Un ángel y un profeta, dos hombres excepcionales que cambiaron la Iglesia y el mundo
Dos personalidades distintas, dos hombres excepcionales que cambiaron la Iglesia y el mundo, dos faros cuya luz, ahora que son elevados a los altares, rompe las barreras del tiempo y del espacio, dos nuevos papas santos del siglo XX.
Tanto en la historia humana como en la de la Iglesia, la providencia divina de vez en cuando manda a este mundo ángeles y profetas.
Los primeros parecen bendecidos por una bondad natural absolutamente sorprendente, y aunque no lleven alas, son verdaderos mensajeros de Dios que le devuelven al mundo la fe en el hombre, y lo hacen renacer. Los segundos son valientes personalidades hechas a base de golpes, y en ellos parece que el mensaje que Dios nos manda es que en medio del sufrimiento y de la dificultad el hombre puede volver su mirada a Dios hasta el punto de cambiar el mundo.
Dos caminos convergentes hacia un mismo fin: devolver al mundo la esperanza. Así fueron María y Pedro, o Juan Evangelista y Juan Bautista, o Francisco de Asís e Ignacio de Loyola. O Juan XXIII y Juan Pablo II. Un ángel el primero, un profeta el segundo, dos caricias de Dios para el siglo XX.
San Juan XIII, el párroco del mundo
Decía el escritor Jesús Iribarren que si Pío XII era un hombre moderno, Juan XIII fue un hombre: “A Pío XII le miraban los cultos con los ojos abiertos; a Juan XXIII le escuchaban los sencillos con los ojos húmedos”.
Apenas tres meses después de su elección, en 1959, anunció la convocatoria de un Concilio ecuménico pastoral y la reforma del Derecho Canónico. Caven destacar tres de sus ocho encíclicas: Mater et magistra, sobre los problemas sociales, Paenitentiam agere, sobre la preparación al Concilio, y Pacem in Terris, sobre la paz.
Juan XXIII pasó a la historia, ya en vida, como el “Papa bueno”. Más allá de habernos liberado de una posible III Guerra Mundial convirtiéndose en el verdadero freno de la crisis de los misiles, o de habernos regalado la doctrina más sublime sobre la paz entre los hombres y los pueblos, Juan XXIII fue un “niño evangélico” que no hizo caso de los consejos llenos de prudentes cálculos humanos de tantos, y convocó el Concilio Vaticano II porque en la Iglesia hacía falta, como él mismo confesó, “abrir las ventanas para que entrará aire fresco”.

### EXTRACTOS DEL MATERIAL
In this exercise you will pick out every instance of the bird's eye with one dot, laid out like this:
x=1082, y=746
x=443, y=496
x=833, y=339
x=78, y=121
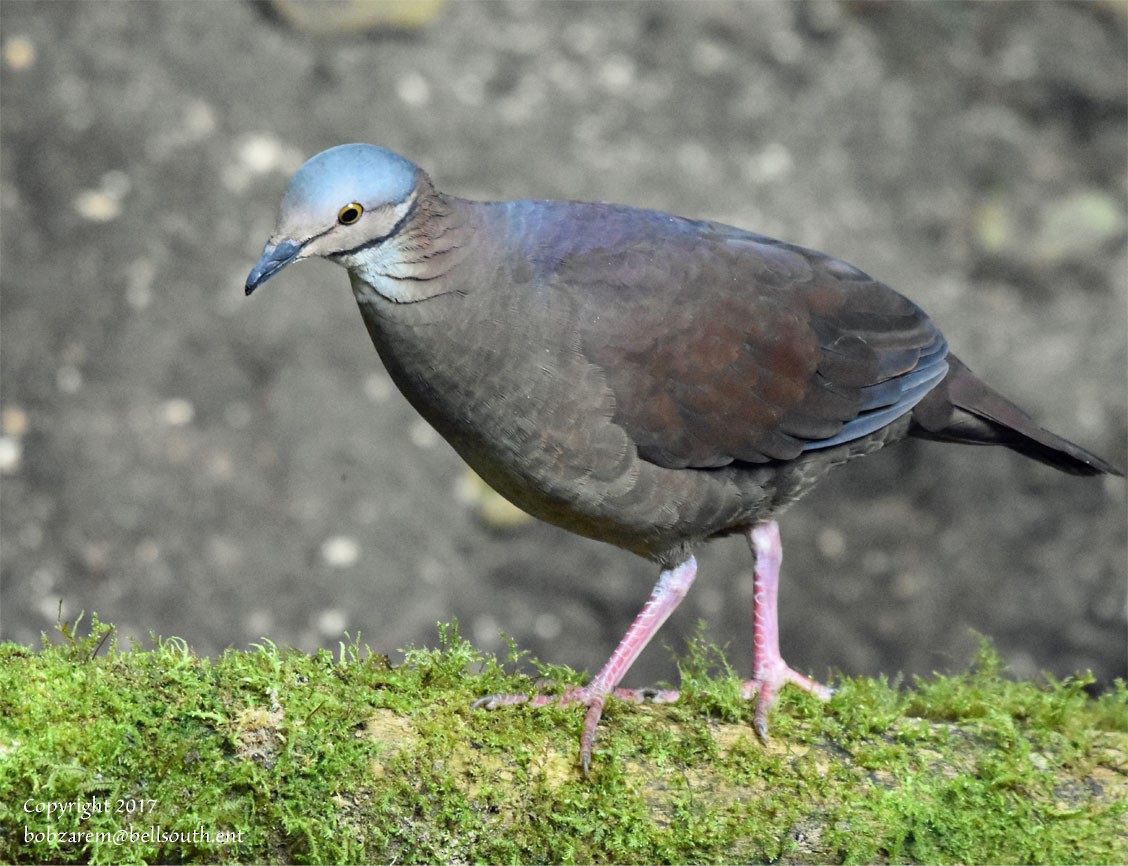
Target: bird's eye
x=350, y=213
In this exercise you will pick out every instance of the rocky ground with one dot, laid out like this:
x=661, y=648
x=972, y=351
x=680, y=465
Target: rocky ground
x=186, y=461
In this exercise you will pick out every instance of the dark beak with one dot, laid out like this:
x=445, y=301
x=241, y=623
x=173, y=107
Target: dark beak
x=275, y=256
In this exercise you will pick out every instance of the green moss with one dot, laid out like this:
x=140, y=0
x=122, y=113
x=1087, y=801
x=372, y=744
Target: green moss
x=342, y=757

### OBJETIVO DEL EJERCICIO
Prosigue el texto sobre Juan XXIII y Juan Pablo II desde el punto en que se interrumpe. El material es independiente del texto sobre Juan XXIII y Juan Pablo II.

### RESPUESTA ESPERADA
Hizo falta alguien como él que veía en los ojos de cualquier ser humano a Dios antes que en las enseñanzas y las celebraciones de la Iglesia, para que la Iglesia, tras él, diera el gran salto de reconocer que, precisamente en Cristo y por Cristo, el hombre es su norte, a quien servir hasta desvanecerse.
San Juan Pablo II, el magno
Karol Wojtyla aprendió desde niño a abrazar el dolor. A los 9 años murió su madre al dar a luz a una niña que murió antes de nacer. Años más tarde fallecieron su hermano y su padre. Descubrió en un primer momento su vocación como literato y dramaturgo, pero pronto entendió que Dios lo llamaba al sacerdocio.
Poco antes de decidir su ingreso al seminario trabajó arduamente como obrero en una cantera. Él mismo decía que esta experiencia le ayudó a conocer de cerca el cansancio físico, así como la sencillez, sensatez y fervor de los trabajadores. Durante los años de guerra tuvo que vivir oculto, junto con otros seminaristas. Con 26 años fue ordenado sacerdote.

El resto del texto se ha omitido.